## Exercise description
Present the lines below again, exactly as they stand.

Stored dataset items
··········

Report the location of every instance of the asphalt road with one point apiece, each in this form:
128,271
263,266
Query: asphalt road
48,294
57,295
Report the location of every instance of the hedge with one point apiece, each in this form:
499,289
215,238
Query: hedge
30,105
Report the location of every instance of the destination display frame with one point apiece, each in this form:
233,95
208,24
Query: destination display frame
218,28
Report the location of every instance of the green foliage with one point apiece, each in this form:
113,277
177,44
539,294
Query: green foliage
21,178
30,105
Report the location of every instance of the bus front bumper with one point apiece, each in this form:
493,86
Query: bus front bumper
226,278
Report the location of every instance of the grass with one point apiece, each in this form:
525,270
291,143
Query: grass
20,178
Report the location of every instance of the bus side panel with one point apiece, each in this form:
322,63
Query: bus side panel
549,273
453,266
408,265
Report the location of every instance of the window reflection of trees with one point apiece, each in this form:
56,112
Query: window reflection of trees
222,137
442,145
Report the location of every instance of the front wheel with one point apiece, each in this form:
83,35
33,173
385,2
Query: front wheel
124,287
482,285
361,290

··········

## Answer to this problem
Report the location of every instance of the asphalt road with one point apiece, each in this form:
128,271
263,266
Query: asphalt road
48,294
57,295
Report the location of every instance of the hedge with one point apiece, each in this form:
499,289
215,238
Query: hedge
30,105
Report the location of every instance of the destination display frame with one point apiece, each in this form:
233,95
208,24
Query: destination display frame
218,28
Report the location of every instance of the green foliage with one point apiece, each in this form:
113,277
177,44
539,294
Query: green foliage
21,178
30,105
Report the location of every instance of the bus front bumper with one point apiece, each in this form:
493,86
Query: bus front bumper
226,278
Report the location of every instance of the grass with one point apiece, each in this form:
525,270
291,143
Query: grass
20,178
Report the location of every instance of the bus side panel with one point apiece, each in this form:
322,63
Query: bus side panel
549,273
453,266
408,265
Report the location of every instance of the window reflection of trees with one point apiece, each in this form:
56,112
Query: window reflection of trees
222,137
442,145
Report the location of every instance of the front wheel with one point apiece, each in this form:
83,35
33,173
385,2
Query: front wheel
124,287
482,285
361,290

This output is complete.